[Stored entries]
......
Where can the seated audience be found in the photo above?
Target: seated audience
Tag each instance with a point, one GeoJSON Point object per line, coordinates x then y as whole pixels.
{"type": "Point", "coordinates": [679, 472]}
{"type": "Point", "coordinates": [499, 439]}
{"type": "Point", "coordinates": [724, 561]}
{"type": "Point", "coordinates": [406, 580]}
......
▶ Directive
Gather every line of the records above that contains the word "seated", and copy each such line in full.

▶ Response for this exercise
Where can the seated audience be found in the photo above?
Target: seated audience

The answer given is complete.